The good news is that since resilience is a skill, it’s something which can be learnt, practiced and built over time, just as with regular physical exercise, we build and strengthen different muscles. In order to enhance your resilience, a number of strategies can be adopted and practiced:
Focus on your well-being
Whilst soldiering on during a crisis may appear commendable, you may actually be denying yourself the opportunity to feel your emotions, grieve and move on more quickly. Instead of throwing yourself into work and activities when you’re facing a crisis, try giving yourself the time and space to rest and recover. Adopting basic, healthy habits is crucial during times of extreme stress or adversity. These involve eating nutritious food, ensuring you get adequate sleep and exercising regularly. You may also try meditating, a practice which has been scientifically proven to reduce stress levels and enhance physical and emotional well-being. Other healing and calming activities include yoga, journaling or spending time in nature.
Seek connection and support
It may be tempting, when going through challenging life experiences, to cut yourself off from family, friends and colleagues. Whilst carving out some time to be alone is essential, it’s also important that you allow people to support you emotionally and practically. Speaking to someone who is empathic and can listen without judgement is crucial as it can remind you that you’re not alone. You may also decide to seek professional help, in the form of a psychotherapist or counsellor, allowing you the space to work through difficult emotions which may arise. Another potential aid may be joining a support group, spiritual/religious group or any such group which may put you in contact with other people who have been through similar experiences.
Take care of your thoughts
If you think you won’t be able to cope with a stressful situation, chances are that your predictions will come true. Facing challenges head on and overcoming them, can enhance self-belief and confidence. However, if you’re stuck in a negative loop of self-doubt and fear, you’ll be making it a lot more difficult for yourself to harness the skills and attributes which are necessary to overcome adversity.
When faced with tragedy, failure or a challenging life experience, people often adopt catastrophic or negative thinking. Unfortunately, this results in the prolonging or enhancement of suffering rather than serving any useful purpose. Instead of adopting a catastrophic and gloomy outlook, try to take a more rational perspective. Does not being accepted on the course you applied for really mean that you’ll never succeed in life? Are there other options available to you? Have you coped with other challenges and pulled through? It may not feel like it initially, but challenges are often an opportunity to take a different path or re-assess your priorities and life goals. You’ll be surprised at how empowered you’ll feel if you’re able to trust that somehow, you will manage to get through hard times. ‘Fall down 7 times, get up 8’, as the famous Japanese proverb so eloquently teaches us.
Re-think your attitude towards ‘success’
When experiencing failure or loss, be careful to avoid falling into self-blame, self-deprecation or a victim mentality. It always amazes me the extent to which people can be highly compassionate with others, whilst adopting a cruel and intolerant attitude towards themselves and their failings. We’re taught from a very young age to avoid failure at all costs and that to fail equals shame. What happened to life being about learning and growth, and supporting one another through this process? How wonderful it would be if we could teach young people that it’s okay to fall short sometimes, or to be ‘average’ rather than excel at everything. In the process, we may even turn this attitude back on ourselves. Needless to say, we may produce less over-achievers but we may, instead, be surrounded by happier, more well-rounded children and adults.

(Data lines):
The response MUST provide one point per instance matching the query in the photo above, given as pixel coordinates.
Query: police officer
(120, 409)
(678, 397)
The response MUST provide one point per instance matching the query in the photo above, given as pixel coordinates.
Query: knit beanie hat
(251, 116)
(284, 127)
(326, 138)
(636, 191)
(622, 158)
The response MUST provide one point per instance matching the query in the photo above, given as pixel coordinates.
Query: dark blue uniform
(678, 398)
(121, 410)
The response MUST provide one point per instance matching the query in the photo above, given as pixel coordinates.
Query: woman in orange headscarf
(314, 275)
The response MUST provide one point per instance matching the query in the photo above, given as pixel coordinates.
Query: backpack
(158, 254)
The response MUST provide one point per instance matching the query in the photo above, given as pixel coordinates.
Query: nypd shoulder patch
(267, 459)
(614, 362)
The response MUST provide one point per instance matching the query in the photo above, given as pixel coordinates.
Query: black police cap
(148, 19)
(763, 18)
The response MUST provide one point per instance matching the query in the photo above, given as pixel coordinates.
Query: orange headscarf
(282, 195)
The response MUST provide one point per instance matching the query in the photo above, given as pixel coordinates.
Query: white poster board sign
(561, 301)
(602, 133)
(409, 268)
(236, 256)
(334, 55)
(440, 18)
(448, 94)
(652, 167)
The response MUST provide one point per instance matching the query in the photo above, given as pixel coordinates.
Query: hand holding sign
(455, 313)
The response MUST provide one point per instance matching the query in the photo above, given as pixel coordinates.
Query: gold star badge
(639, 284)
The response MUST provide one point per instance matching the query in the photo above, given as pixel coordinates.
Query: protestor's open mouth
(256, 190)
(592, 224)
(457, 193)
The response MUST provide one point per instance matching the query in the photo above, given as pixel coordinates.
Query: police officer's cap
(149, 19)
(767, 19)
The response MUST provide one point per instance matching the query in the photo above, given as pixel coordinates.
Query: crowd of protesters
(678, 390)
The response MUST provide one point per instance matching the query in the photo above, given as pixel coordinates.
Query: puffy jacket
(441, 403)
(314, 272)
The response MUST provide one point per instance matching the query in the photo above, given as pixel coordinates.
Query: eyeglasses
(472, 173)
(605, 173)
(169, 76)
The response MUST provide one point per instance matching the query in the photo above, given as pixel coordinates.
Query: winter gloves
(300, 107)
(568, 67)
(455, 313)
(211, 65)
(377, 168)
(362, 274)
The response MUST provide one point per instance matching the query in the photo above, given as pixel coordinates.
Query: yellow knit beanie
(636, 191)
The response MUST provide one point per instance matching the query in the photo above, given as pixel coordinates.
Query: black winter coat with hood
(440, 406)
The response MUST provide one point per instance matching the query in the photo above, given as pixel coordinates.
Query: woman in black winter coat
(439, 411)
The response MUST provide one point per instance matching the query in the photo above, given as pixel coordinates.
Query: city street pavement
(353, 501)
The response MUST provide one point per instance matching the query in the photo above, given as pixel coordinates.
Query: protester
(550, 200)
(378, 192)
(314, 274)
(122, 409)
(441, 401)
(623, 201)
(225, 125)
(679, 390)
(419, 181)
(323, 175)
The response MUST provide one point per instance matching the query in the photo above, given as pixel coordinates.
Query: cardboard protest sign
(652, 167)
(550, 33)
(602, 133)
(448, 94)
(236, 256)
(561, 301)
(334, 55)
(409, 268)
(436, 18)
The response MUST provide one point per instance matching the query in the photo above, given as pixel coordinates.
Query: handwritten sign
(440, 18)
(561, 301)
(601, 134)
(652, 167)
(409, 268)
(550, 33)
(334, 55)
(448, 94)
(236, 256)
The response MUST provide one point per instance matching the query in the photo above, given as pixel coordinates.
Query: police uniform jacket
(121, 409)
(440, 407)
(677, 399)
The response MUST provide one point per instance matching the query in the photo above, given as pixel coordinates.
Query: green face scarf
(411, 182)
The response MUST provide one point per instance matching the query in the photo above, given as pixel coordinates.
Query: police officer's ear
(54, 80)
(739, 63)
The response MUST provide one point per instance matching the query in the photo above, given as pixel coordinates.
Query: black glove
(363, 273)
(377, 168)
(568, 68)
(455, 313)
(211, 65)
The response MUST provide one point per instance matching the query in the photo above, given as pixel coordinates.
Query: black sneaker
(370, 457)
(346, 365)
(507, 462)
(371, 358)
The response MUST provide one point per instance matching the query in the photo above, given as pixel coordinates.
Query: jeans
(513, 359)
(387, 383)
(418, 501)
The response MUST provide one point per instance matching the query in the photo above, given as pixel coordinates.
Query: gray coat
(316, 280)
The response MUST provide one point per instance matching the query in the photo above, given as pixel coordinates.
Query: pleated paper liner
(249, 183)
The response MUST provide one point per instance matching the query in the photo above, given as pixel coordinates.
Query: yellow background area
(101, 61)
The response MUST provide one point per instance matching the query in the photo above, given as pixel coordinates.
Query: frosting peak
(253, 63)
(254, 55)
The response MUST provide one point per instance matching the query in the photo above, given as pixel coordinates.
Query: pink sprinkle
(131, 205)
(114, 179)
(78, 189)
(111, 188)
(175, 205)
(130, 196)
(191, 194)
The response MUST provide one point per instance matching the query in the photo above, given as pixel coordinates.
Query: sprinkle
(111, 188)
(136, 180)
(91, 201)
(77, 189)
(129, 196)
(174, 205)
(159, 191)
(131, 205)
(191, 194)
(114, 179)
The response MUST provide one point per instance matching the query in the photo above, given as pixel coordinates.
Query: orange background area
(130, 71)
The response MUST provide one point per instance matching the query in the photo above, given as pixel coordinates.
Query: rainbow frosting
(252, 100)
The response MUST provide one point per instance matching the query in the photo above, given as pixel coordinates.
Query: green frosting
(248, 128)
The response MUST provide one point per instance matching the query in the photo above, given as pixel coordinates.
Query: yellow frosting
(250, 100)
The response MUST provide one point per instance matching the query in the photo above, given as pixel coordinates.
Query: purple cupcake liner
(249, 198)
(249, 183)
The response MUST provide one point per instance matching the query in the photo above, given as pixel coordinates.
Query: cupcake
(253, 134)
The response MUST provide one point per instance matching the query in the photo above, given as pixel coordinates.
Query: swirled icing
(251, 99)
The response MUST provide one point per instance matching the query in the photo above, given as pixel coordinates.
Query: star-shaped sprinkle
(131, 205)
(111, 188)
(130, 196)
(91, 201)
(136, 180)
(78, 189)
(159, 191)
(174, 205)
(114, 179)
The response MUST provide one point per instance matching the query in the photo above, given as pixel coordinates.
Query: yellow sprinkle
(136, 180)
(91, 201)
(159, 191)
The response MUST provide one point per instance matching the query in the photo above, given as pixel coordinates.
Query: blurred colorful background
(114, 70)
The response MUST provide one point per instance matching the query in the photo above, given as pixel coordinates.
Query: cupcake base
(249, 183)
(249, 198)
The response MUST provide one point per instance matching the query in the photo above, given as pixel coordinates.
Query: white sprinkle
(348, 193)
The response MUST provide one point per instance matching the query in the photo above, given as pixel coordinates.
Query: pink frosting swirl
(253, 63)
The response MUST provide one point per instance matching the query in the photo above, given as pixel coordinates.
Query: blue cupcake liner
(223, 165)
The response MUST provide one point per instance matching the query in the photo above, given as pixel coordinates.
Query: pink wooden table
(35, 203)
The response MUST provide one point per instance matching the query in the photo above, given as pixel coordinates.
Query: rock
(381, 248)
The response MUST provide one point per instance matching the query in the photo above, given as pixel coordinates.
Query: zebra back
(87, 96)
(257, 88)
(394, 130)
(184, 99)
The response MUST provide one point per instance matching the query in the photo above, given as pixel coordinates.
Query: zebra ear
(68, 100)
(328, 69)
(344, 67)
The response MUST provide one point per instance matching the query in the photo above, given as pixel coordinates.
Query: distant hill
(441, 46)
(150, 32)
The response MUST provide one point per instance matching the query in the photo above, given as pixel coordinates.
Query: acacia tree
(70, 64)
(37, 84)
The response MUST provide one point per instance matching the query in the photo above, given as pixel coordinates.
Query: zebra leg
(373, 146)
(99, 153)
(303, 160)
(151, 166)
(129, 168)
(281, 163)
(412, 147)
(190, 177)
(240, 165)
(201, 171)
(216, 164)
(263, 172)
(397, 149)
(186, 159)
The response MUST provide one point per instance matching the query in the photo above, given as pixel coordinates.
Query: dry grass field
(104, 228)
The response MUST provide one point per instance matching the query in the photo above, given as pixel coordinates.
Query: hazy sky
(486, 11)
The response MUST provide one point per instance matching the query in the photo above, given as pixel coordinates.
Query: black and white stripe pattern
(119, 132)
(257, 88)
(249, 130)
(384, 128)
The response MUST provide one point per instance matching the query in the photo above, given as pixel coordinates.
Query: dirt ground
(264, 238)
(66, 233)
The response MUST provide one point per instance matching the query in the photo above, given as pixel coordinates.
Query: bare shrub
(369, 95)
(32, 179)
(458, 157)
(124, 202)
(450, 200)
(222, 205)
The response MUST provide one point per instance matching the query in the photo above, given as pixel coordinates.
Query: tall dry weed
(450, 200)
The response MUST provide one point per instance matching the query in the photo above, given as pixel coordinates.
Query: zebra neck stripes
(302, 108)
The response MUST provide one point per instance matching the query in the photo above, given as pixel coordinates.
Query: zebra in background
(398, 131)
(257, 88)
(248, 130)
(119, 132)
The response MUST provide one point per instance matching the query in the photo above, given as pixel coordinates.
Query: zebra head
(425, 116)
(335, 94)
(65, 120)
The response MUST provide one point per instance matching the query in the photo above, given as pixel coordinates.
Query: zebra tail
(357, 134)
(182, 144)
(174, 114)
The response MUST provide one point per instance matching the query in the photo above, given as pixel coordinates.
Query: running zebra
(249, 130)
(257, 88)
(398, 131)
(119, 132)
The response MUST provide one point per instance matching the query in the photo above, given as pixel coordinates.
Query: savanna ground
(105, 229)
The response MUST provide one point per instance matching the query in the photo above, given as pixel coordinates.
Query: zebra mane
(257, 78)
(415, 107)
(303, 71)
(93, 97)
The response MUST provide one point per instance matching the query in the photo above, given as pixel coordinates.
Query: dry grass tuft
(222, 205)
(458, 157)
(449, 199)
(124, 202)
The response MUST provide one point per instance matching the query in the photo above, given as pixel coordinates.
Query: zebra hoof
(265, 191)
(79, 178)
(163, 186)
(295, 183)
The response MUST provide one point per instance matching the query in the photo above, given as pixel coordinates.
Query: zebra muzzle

(Task requirements): Using the passage on building resilience, decide whether each statement agrees with it, and back each yes or no with the deciding words quoted from the passage. (a) Meditating has been scientifically proven to reduce stress levels. (b) Spending time alone should be avoided entirely during challenging life experiences. (c) "Fall down 7 times, get up 8" is described as a Chinese proverb.

(Final answer):
(a) Yes: "a practice which has been scientifically proven to reduce stress levels"
(b) No: "Whilst carving out some time to be alone is essential"
(c) No: "as the famous Japanese proverb so eloquently teaches us"